▸ What to work on
Transcribe the listing below word for word.

▸ Stored rows
# # # #

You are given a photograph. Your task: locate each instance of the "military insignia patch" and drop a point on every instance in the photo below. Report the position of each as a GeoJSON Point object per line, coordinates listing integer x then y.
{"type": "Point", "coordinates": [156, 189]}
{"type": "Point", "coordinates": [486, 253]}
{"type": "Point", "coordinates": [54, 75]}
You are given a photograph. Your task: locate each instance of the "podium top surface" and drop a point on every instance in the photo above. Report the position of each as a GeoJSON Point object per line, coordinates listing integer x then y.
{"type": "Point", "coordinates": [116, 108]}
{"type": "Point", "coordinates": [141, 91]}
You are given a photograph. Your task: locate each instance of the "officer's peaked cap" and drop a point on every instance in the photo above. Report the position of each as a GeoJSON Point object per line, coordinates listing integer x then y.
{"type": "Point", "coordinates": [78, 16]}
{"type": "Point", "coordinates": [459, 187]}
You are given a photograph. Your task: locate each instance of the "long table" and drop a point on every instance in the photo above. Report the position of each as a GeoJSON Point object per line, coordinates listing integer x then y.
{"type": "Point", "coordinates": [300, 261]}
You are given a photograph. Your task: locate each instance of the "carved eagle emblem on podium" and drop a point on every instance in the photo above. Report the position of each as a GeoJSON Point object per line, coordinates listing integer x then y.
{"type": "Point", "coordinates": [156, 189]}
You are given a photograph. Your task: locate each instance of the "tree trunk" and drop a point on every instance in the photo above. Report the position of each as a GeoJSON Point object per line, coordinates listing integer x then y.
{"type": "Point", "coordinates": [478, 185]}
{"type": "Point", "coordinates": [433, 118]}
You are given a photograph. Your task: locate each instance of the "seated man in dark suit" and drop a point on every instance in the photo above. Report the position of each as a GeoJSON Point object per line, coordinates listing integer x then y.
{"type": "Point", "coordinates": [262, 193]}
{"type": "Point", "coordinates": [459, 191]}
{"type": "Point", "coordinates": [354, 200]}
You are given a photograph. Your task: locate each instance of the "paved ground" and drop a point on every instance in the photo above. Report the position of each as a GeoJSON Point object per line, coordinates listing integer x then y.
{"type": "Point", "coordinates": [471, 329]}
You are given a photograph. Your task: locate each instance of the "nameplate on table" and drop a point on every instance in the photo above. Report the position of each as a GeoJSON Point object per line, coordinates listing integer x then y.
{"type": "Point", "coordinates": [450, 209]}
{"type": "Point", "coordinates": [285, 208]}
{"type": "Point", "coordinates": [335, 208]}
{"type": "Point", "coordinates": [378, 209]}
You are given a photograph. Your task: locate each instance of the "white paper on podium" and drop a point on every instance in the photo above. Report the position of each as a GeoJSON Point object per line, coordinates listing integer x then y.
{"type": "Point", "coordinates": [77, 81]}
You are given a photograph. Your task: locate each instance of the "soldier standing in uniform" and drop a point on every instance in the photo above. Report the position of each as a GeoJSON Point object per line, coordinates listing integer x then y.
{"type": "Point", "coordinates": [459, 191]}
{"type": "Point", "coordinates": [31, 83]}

# # # #

▸ The response
You are given a photograph. Your task: locate each instance of the "military insignia patch" and drop a point on every instance in the photo below. Report the position of each as a GeoJSON Point object per line, coordinates listing integer x then y.
{"type": "Point", "coordinates": [156, 189]}
{"type": "Point", "coordinates": [486, 253]}
{"type": "Point", "coordinates": [54, 75]}
You are given a photograph. Your task: locate each instance of the "podium top surface" and drop a point on every instance in the photo above. Report the position of each as a GeoJSON Point object per line, coordinates listing integer x then y.
{"type": "Point", "coordinates": [116, 108]}
{"type": "Point", "coordinates": [141, 91]}
You are given a photograph. Your task: locate each instance of the "officer's peaked cap" and drop a point on every instance in the photo above. Report the position of each as a GeoJSON Point object per line, coordinates listing integer x then y.
{"type": "Point", "coordinates": [78, 16]}
{"type": "Point", "coordinates": [459, 187]}
You are given a photograph. Your task: locate each instance of the "long table" and drop a point on every instance in the photo above. Report the position of each as a GeoJSON Point object per line, coordinates listing integer x then y.
{"type": "Point", "coordinates": [300, 261]}
You are given a photograph. Your task: locate each instance of the "carved eagle emblem on podium" and drop a point on every instance in the photo above. Report the position of each as a GeoJSON Point object per line, coordinates listing integer x then y.
{"type": "Point", "coordinates": [156, 189]}
You are given a photograph. Your task: locate each instance of the "tree trunk" and drop a point on every instance in the photo above. Report the position of each as a GeoJSON Point object per line, coordinates listing integer x then y.
{"type": "Point", "coordinates": [478, 185]}
{"type": "Point", "coordinates": [433, 118]}
You are given a photograph. Your task: locate each instance of the "seated man in dark suit" and drop a point on every instance in the photo above. Report the position of each as a GeoJSON Point object per line, coordinates listing integer x then y.
{"type": "Point", "coordinates": [262, 193]}
{"type": "Point", "coordinates": [459, 191]}
{"type": "Point", "coordinates": [354, 200]}
You are given a photograph. Your task: locate each instance of the "paved ground" and drop a point on every instance in the photo above. Report the position of each as a GeoJSON Point object per line, coordinates listing integer x then y.
{"type": "Point", "coordinates": [471, 329]}
You are given a photograph. Your task: locate each instance of the "nameplate on table" and drop a point on every instance in the photo above. Report the position of each as a GeoJSON Point object per line, coordinates listing integer x then y.
{"type": "Point", "coordinates": [450, 209]}
{"type": "Point", "coordinates": [285, 208]}
{"type": "Point", "coordinates": [335, 208]}
{"type": "Point", "coordinates": [378, 209]}
You are given a photograph. Your task: locate each instance of the "white paper on podium" and drop a point on every instance in the photo above. Report the position of each as a GeoJSON Point object per line, coordinates listing integer x then y.
{"type": "Point", "coordinates": [77, 81]}
You are given a photograph. Your task: locate each instance of the "soldier standing in uniform" and drop a point on every instance in the photo above. Report the position of each as a GeoJSON Point object per line, coordinates listing integer x then y.
{"type": "Point", "coordinates": [459, 191]}
{"type": "Point", "coordinates": [31, 83]}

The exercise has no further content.